Rewrite the part of the listing that opens with the line containing "A single point marks each instance of the small white" and continues through the end of the listing, changing "thin green stalk" to "narrow green stem" and leaving everything else unchanged. Return only that part.

* **STORED DATA**:
━━━━━━━━━━━━━━━━

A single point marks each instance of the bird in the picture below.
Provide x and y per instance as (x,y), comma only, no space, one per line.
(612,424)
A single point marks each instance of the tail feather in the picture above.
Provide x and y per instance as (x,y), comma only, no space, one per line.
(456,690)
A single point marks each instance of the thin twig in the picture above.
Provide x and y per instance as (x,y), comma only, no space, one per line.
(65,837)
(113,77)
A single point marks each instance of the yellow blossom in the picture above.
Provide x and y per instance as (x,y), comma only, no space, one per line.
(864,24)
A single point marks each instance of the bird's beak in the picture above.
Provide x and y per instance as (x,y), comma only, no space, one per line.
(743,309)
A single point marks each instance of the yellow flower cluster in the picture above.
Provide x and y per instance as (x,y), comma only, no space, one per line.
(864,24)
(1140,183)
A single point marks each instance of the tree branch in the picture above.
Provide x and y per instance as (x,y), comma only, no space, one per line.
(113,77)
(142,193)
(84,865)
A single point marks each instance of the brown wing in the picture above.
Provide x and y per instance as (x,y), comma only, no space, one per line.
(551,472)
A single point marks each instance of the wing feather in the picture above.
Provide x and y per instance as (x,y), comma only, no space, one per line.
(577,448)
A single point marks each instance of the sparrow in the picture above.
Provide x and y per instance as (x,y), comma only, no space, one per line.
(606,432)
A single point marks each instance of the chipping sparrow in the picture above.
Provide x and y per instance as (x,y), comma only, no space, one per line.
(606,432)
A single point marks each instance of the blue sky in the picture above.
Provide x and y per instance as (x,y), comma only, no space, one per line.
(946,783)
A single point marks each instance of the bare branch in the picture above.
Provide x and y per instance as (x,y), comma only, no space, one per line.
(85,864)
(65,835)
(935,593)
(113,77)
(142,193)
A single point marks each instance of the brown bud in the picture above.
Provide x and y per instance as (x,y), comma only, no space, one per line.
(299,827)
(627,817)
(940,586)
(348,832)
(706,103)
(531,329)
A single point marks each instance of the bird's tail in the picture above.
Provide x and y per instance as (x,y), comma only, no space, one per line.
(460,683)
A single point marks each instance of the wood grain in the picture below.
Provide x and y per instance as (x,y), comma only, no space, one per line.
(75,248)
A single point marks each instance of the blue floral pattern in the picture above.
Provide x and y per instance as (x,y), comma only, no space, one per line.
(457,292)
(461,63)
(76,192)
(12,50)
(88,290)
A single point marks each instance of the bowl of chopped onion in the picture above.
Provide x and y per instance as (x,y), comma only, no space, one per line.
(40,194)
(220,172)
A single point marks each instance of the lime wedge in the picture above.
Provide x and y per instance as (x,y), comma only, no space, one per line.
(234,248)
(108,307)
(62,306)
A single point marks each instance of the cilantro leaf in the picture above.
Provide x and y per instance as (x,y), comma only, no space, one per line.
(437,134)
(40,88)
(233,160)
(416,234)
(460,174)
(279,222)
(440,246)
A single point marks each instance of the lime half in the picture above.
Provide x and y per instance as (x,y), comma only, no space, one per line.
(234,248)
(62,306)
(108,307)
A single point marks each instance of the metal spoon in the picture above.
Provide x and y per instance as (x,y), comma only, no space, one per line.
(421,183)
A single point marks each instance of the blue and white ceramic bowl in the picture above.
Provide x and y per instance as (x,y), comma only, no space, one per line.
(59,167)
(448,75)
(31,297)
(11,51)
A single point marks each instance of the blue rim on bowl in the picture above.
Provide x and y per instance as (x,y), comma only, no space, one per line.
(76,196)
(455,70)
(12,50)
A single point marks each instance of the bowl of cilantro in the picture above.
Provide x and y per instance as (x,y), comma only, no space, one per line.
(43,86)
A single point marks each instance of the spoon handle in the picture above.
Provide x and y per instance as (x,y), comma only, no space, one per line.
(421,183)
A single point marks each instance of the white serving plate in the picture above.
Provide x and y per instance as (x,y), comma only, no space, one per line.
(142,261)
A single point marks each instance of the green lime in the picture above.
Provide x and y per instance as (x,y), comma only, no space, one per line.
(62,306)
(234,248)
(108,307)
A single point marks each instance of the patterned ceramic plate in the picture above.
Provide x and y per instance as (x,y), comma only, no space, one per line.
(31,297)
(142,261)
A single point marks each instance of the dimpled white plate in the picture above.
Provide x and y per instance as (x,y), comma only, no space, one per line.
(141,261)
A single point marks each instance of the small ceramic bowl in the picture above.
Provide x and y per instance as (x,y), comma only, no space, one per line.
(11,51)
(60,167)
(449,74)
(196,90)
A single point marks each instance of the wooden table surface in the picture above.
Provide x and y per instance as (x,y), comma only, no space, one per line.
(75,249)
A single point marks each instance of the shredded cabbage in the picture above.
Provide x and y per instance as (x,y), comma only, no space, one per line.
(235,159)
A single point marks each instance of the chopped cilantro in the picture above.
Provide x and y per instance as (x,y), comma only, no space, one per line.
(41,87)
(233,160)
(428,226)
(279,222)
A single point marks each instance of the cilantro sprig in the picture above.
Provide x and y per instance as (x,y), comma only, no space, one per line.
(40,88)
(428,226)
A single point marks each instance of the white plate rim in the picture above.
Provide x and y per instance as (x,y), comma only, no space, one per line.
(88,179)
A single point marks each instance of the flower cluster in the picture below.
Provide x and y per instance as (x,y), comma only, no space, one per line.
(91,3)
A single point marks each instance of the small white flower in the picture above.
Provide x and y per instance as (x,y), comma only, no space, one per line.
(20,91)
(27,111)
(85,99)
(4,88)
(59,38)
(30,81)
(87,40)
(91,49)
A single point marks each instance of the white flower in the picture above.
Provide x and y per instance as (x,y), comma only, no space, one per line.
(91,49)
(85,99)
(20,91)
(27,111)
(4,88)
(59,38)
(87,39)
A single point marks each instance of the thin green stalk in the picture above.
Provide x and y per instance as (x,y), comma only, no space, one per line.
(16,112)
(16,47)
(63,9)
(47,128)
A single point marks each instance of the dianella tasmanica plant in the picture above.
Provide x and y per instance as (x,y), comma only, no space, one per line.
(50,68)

━━━━━━━━━━━━━━━━

* **THE COMPLETED TASK**:
A single point marks each instance of the small white flower in the picture above.
Provide x and y per instance as (x,y), comma only, no space, one per line.
(20,91)
(27,111)
(85,99)
(4,88)
(59,38)
(30,81)
(87,40)
(91,49)
A single point marks each instance of the white flower in the picture above.
Provide x and y per instance as (x,y), comma only, no space, one per line.
(91,49)
(85,99)
(20,91)
(27,111)
(4,88)
(59,38)
(87,39)
A single point marks each instance of the narrow green stem in the picture above.
Provide x and y per instance as (x,y), comma only, no space, one per line.
(16,112)
(16,47)
(63,9)
(47,128)
A single point marks each instance of the dianella tasmanica plant in the picture above.
Provide x and y per instance as (x,y), comma only, no space, one per line.
(50,68)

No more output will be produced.